Assignment A » Count the lines of the records that contain the string "positive", treating case as significant, and give only that number.

Selected excerpt »
• • • • •
If my ex or his mother ever smacked my DS, he wouldn't go there again. We don't have a contact/residency order though - our agreement is informal.

In your shoes I would contact my solicitor and log this disclosure your daughters have made. Your ex shares Parental Responsibility with you, and I believe this means decisions about discipline need to be made agreed on TOGETHER. Smacking is a big issue.

Your ex's mother does NOT have PR and it is therefore NOT LEGAL for her to be smacking your daughters.

TheDoctrineOfEnnis · 21/08/2012 14:38

Badgerina, this article suggests that "legal smacking" is not confined to those with PR:

www.telegraph.co.uk/health/children_shealth/8666066/Smacking-children-the-law.html

Badgerina · 21/08/2012 21:21

Doctrine Shock You know, I've looked and looked and I can't find the reference I read that suggested only those with PR can smack their children. I think you're right. It is a horrible grey area.

OP, it would seem that your ex's mother DOES have the right to smack your children (as sickening as that is) I'm sorry for the misinformation Sad

HissyByName · 21/08/2012 23:07

If my own mother hit my son, she'd not get him back again, let alone some abusive twat (My ex was an abuser) and his abuse enabling mother.

Go in HARD, you have to protect your DC. It happens again? ALL contact will stop and you will call the POLICE and report them for ASSAULT.

He doesn't get to bully you any more love, those days are LONG gone.

((((hug))))

Eurostar · 21/08/2012 23:15

"She talked a few times about being pushed on the bed and daddy hitting her bottom" Sad - this sounds awful and an unacceptably rough way to treat a 3 yr old. You said that you are looking for authorities - maybe see what the NSPCC helpline has to say as well?

akaemmafrost · 22/08/2012 00:15

I would stop contact.

Make a complaint to the police.

Contact my solicitor.

In short, everything I could possibly do to prevent it happening again.

How fucking dare they Angry ?

HayzE75 · 22/08/2012 00:41

I agree with the others in the thread. I think that at the age your children are they are not purposely naughty. There is no need to smack them. It sounds a little rough to me in the way you have described it. However, smacking is a grey area but it really does depend on how it is being done - to be honest it does not sound right to me.

You know your ex better then anyone else. Ask yourself if he displayed aggression towards you at any point, is he short tempered - controlling etc. I think the advice to log it with your solicitor is right but perhaps also think about his access being via a visiting center if this is happening more regularly or if this seems to be escalating in any way.

Seek professional advice on how to approach it. There is the risk he will tell the children off for telling you (if he knows) and that might make it worse for them. You need to make sure you can either stop access OR make it a formal process via a visiting centre first before confronting someone who is clearly volatile.
• • • • •
Assignment B » Carry on the forum thread about smacking children from where it stops.

Records from a dataset »
• • • • •
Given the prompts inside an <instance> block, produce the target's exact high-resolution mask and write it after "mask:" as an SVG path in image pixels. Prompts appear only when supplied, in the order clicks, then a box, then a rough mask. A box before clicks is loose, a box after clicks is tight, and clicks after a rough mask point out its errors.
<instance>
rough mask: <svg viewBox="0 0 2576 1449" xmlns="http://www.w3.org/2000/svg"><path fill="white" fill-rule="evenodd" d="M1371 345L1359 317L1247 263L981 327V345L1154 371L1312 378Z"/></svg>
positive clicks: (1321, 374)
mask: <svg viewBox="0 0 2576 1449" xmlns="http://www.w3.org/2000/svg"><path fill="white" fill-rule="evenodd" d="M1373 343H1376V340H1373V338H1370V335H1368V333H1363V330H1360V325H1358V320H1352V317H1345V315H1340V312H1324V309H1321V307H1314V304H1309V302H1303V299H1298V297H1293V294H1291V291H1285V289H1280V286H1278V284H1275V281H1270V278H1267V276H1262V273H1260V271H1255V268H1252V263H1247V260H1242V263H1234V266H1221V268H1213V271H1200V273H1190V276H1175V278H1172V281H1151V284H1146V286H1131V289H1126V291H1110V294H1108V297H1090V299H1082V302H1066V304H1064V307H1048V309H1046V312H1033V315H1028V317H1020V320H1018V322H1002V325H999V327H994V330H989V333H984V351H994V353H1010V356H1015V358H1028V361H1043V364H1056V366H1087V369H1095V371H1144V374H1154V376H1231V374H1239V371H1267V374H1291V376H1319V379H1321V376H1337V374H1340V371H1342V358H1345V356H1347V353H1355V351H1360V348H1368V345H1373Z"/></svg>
• • • • •
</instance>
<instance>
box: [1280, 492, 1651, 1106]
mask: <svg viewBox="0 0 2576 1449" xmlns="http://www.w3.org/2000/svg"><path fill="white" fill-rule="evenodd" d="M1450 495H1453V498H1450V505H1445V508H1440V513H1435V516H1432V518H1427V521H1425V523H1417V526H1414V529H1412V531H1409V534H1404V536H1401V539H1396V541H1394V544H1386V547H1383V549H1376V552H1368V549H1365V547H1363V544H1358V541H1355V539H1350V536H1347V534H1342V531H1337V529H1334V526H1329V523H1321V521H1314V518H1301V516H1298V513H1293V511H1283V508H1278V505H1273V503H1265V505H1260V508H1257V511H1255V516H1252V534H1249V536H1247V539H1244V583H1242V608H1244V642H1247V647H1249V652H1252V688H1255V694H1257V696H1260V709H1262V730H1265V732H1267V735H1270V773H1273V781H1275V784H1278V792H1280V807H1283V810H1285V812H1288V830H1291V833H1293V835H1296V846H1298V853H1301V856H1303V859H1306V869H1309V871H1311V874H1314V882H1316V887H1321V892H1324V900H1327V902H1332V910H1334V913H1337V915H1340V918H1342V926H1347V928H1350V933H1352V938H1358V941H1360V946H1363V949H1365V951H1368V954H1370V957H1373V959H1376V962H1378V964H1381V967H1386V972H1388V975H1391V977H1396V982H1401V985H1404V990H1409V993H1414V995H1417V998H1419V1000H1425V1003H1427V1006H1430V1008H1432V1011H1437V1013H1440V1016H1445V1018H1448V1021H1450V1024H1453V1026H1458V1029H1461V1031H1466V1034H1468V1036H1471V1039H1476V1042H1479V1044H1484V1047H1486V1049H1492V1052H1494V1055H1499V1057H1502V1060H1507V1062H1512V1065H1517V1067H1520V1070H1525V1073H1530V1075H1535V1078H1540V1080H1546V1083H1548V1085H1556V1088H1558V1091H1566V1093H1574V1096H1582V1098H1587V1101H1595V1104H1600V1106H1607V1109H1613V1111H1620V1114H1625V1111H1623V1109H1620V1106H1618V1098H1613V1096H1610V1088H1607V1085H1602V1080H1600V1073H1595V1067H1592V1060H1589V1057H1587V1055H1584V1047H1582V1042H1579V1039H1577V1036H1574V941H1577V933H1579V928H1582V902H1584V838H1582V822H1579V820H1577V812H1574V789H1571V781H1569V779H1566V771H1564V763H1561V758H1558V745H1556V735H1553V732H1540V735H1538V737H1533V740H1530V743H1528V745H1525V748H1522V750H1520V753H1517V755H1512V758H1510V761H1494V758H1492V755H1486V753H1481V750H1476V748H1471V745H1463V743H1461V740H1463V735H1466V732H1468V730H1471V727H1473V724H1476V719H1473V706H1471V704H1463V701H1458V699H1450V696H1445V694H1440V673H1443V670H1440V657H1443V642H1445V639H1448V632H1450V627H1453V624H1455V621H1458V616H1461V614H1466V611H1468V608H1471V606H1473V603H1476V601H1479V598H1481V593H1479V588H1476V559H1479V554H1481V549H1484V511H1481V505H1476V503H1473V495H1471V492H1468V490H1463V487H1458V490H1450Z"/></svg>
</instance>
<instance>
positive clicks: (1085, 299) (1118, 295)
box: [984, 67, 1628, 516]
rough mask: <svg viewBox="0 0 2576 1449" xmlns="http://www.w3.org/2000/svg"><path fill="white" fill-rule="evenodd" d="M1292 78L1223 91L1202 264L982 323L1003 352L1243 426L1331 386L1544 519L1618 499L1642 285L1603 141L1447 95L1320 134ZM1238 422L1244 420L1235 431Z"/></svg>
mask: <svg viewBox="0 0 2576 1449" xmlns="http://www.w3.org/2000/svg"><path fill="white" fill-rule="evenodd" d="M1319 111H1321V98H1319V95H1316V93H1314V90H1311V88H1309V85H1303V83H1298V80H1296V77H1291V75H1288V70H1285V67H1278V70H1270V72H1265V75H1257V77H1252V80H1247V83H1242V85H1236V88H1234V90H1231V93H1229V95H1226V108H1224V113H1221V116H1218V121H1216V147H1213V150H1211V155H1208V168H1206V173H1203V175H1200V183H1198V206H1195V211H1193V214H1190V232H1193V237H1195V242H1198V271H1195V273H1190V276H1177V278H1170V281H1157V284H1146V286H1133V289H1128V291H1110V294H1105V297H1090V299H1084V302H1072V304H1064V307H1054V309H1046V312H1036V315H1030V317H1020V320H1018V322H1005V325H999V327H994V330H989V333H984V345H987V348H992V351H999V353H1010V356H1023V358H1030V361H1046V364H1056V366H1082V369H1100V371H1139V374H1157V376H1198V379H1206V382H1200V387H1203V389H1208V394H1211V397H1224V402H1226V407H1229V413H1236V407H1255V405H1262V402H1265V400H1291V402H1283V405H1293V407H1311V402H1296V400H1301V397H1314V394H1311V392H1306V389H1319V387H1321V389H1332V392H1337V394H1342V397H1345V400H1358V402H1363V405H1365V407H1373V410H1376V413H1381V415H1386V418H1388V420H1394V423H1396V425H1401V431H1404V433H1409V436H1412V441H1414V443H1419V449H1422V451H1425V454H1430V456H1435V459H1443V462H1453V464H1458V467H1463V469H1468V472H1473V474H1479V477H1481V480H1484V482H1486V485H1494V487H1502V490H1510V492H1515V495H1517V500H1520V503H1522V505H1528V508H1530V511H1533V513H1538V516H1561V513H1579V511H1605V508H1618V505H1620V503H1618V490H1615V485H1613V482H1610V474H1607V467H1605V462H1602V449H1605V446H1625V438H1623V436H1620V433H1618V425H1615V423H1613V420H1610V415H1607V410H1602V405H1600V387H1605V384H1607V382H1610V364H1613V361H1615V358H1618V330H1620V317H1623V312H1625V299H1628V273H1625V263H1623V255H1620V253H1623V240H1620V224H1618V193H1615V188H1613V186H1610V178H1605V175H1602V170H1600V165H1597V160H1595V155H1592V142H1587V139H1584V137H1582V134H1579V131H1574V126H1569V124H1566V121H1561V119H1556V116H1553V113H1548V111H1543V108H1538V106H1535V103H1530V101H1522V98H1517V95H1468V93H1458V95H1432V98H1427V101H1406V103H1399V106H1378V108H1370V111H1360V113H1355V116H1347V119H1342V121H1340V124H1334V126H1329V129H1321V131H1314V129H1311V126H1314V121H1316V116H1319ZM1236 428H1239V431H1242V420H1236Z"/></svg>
• • • • •
Response A » 2

Response B »
needsomeperspective · 22/08/2012 09:03

Personally we do smack. We use a tap on the leg or hand of in the event my daughter does something herself which would hurt (kicking her legs with shoes on having been told not to being one example). Basically as an explanation of WHY she shouldn't be hurting others. "no kicking. Kicking hurts mummy. No. Not a joke. Kicking is naughty because it hurts. See (tap on leg) its not nice to be hurt is it? Mummy doesn't like it when you hurt her either. Now say sorry."

That to me is a logical use of physical chastisement for a small child.

However I don't think what your ex is doing is right. I would definitely go down the legal route. Do you have a formal custody agreement and is the approach to discipline set out there?

butterflybee · 23/08/2012 16:13

Thank you for all the ideas. I've just sent off an email to the NSPCC and will do the same for CAFCASS today - pretty much what's been said in this thread.

HayzE - that is what I'm most afraid of, that he will punish them for telling, increase secrecy or switch tactics to something less concrete but equally dammaging. He's extremely controlling, he would shake with rage but 'not be angry' and there have been physical elements to his abuse, both to me and at least one of the girls.

Hissy "He doesn't get to bully you any more love, those days are LONG gone." Thank you especially for this. It seems it's something I still need to hear again and again. I'm slowly shutting it down, it's just such a looong process.

Just wanted to say the support here has made me feel really touched. I'm so happy I found this place.

OP posts:
whatthewhatthebleep · 23/08/2012 16:26

well nobody is supposed to go around hitting anybody just because they don't like what someone may be doing, saying...regardless of how important or relevant it may be....

Violence is wrong and it sends a very confusing message to children....it's ok to smack people who are doing something wrong....Confused ....never!!

This is all totally wrong for your DC's....I'm sorry but I would advise taking any steps to ensure this is stopped immediately....

I'd be absolutely livid....I wouldn't miss and hit the wall iykwim!!!

HissyByName · 26/08/2012 12:06

It is.a long slow process, the residual fear is hard to shake.

Once you do make a stand,.it gets easier to make the next one, and the next one.

You can do this, you kind of have to...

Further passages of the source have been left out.